__Consigne A__. Imprimez sans aucune modification tout ce qui va de « II - LES PRINCIPALES » jusqu'à « développement économique sain. » dans le texte sur la convention des Nations unies contre la corruption.

__Texte à lire__.
————

CONSTITUTION DU 4 OCTOBRE 1958

DOUZIÈME LÉGISLATURE

Enregistré à la Présidence de l'Assemblée nationale le 29 juin 2005.

RAPPORT

FAIT

AU NOM DE LA COMMISSION DES AFFAIRES ÉTRANGÈRES SUR LE PROJET DE LOI, ADOPTÉ PAR LE SÉNAT, autorisant la ratification de la convention des Nations unies contre la corruption,

PAR Mme GENEVIÈVE COLOT,

Députée

--

Voir les numéros :

Sénat : 356, 395 et T.A. 128 (2004-2005)

Assemblée nationale : 2414

INTRODUCTION 5

I -LA CONVENTION DE MERIDA : PREMIER INSTRUMENT MONDIAL DE LUTTE CONTRE LA CORRUPTION 7

A - LES INSTRUMENTS INTERNATIONAUX DÉJÀ EXISTANTS DE LUTTE CONTRE LA CORRUPTION 7

1) Au niveau régional : les instruments internationaux de lutte contre la corruption 7

2) Au plan mondial : les mesures de lutte contre la corruption 8

B - VERS LA NÉCESSITÉ DE SE DOTER D'UN INSTRUMENT MONDIAL DE LUTTE CONTRE LA CORRUPTION 8

1) Les origines des négociations de la convention des Nations unies contre la corruption 8

2) L'objet de la convention et l'entrée en vigueur de la convention  9

II - LES PRINCIPALES DISPOSITIONS DE LA CONVENTION DE MERIDA ET SES INCIDENCES EN DROIT FRANÇAIS 11

A - LES PRINCIPALES DISPOSITIONS DE LA CONVENTION DE MERIDA 11

B - LES INCIDENCES EN DROIT FRANÇAIS DE LA CONVENTION DE MERIDA 12

CONCLUSION 15

EXAMEN EN COMMISSION 17

Mesdames, Messieurs,

La lutte contre la corruption, sa prévention et sa répression, poursuit plusieurs buts d'intérêt général : maintenir l'ordre et la sécurité publics, permettre la stabilité des institutions démocratiques et de l'état de droit, favoriser la concurrence loyale et un développement économique sain.

La Convention des Nations unies contre la corruption qui est soumise à l'Assemblée nationale a été approuvée et signée à Merida au Mexique le 9 décembre 2003. Fruit de deux années de négociations il s'agit du premier instrument mondial qui énumère les mesures de lutte contre la corruption à entreprendre dans chacun des Etats.

En juin 2003 les Chefs d'Etat et de gouvernement du G8, réunis à Evian, ont adopté un plan d'action pour lutter contre la corruption et améliorer la transparence. Ce plan exprimait l'engagement des membres du G8 à « contribuer de manière active à l'aboutissement d'une Convention des Nations unies contre la corruption, qui devrait inclure des mesures de prévention efficaces, ainsi que des mécanismes solides de coopération en matière pénale et de recouvrement des avoirs, et prévoir la mise en place d'un système efficace de suivi de la mise en œuvre de la Convention ».

Assurant alors la présidence du G8, la France a veillé au bon déroulement des négociations et a notamment proposé le principe de la restitution des produits des infractions de détournement et de blanchiment des fonds publics. Ce principe, inédit en droit international et, satisfaisant les pays du Sud, a permis que soit trouvé un point d'équilibre entre l'ensemble des pays sur le projet d'une Convention mondiale de lutte contre la corruption.

————

__Données disponibles__.
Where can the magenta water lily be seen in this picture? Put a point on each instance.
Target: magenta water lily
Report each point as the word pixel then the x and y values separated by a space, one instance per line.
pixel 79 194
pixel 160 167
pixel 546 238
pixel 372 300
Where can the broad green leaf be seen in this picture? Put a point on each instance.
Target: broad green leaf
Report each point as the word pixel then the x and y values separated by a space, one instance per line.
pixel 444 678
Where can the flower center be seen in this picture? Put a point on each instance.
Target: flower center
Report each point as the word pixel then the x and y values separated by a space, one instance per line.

————

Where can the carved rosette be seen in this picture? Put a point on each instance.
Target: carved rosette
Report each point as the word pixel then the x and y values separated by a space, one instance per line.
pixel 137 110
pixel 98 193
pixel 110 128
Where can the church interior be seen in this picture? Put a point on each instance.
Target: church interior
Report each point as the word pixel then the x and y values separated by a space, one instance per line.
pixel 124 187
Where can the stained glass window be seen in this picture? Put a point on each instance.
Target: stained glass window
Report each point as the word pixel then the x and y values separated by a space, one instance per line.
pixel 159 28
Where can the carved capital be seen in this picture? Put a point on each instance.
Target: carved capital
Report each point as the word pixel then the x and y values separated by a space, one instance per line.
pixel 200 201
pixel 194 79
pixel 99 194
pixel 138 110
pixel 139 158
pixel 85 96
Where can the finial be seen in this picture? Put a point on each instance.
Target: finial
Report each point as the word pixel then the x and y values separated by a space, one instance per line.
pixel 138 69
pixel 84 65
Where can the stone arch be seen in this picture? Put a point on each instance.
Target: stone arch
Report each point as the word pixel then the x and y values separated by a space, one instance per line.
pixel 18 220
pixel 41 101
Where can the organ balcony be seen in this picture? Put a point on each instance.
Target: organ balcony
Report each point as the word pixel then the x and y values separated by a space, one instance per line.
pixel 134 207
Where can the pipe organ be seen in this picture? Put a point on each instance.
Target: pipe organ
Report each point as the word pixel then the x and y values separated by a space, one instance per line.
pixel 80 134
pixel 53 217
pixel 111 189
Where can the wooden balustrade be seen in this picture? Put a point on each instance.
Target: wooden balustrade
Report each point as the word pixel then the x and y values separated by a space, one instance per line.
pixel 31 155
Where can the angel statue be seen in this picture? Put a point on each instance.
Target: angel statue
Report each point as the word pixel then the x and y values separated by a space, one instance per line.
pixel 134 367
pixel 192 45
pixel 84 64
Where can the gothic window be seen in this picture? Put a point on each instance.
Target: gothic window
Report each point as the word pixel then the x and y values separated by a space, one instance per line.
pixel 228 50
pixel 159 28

————

__Consigne B__. Restituez à l'identique tout ce qui va, dans les enregistrements, de la ligne contenant « Where can the church » jusqu'à la ligne contenant « pixel 84 64 », ces deux lignes comprises, et rien d'autre.

__Réponse détaillée A__.
II - LES PRINCIPALES DISPOSITIONS DE LA CONVENTION DE MERIDA ET SES INCIDENCES EN DROIT FRANÇAIS 11

A - LES PRINCIPALES DISPOSITIONS DE LA CONVENTION DE MERIDA 11

B - LES INCIDENCES EN DROIT FRANÇAIS DE LA CONVENTION DE MERIDA 12

CONCLUSION 15

EXAMEN EN COMMISSION 17

Mesdames, Messieurs,

La lutte contre la corruption, sa prévention et sa répression, poursuit plusieurs buts d'intérêt général : maintenir l'ordre et la sécurité publics, permettre la stabilité des institutions démocratiques et de l'état de droit, favoriser la concurrence loyale et un développement économique sain.

__Réponse détaillée B__.
Where can the church interior be seen in this picture? Put a point on each instance.
Target: church interior
Report each point as the word pixel then the x and y values separated by a space, one instance per line.
pixel 124 187
Where can the stained glass window be seen in this picture? Put a point on each instance.
Target: stained glass window
Report each point as the word pixel then the x and y values separated by a space, one instance per line.
pixel 159 28
Where can the carved capital be seen in this picture? Put a point on each instance.
Target: carved capital
Report each point as the word pixel then the x and y values separated by a space, one instance per line.
pixel 200 201
pixel 194 79
pixel 99 194
pixel 138 110
pixel 139 158
pixel 85 96
Where can the finial be seen in this picture? Put a point on each instance.
Target: finial
Report each point as the word pixel then the x and y values separated by a space, one instance per line.
pixel 138 69
pixel 84 65
Where can the stone arch be seen in this picture? Put a point on each instance.
Target: stone arch
Report each point as the word pixel then the x and y values separated by a space, one instance per line.
pixel 18 220
pixel 41 101
Where can the organ balcony be seen in this picture? Put a point on each instance.
Target: organ balcony
Report each point as the word pixel then the x and y values separated by a space, one instance per line.
pixel 134 207
Where can the pipe organ be seen in this picture? Put a point on each instance.
Target: pipe organ
Report each point as the word pixel then the x and y values separated by a space, one instance per line.
pixel 80 134
pixel 53 217
pixel 111 189
Where can the wooden balustrade be seen in this picture? Put a point on each instance.
Target: wooden balustrade
Report each point as the word pixel then the x and y values separated by a space, one instance per line.
pixel 31 155
Where can the angel statue be seen in this picture? Put a point on each instance.
Target: angel statue
Report each point as the word pixel then the x and y values separated by a space, one instance per line.
pixel 134 367
pixel 192 45
pixel 84 64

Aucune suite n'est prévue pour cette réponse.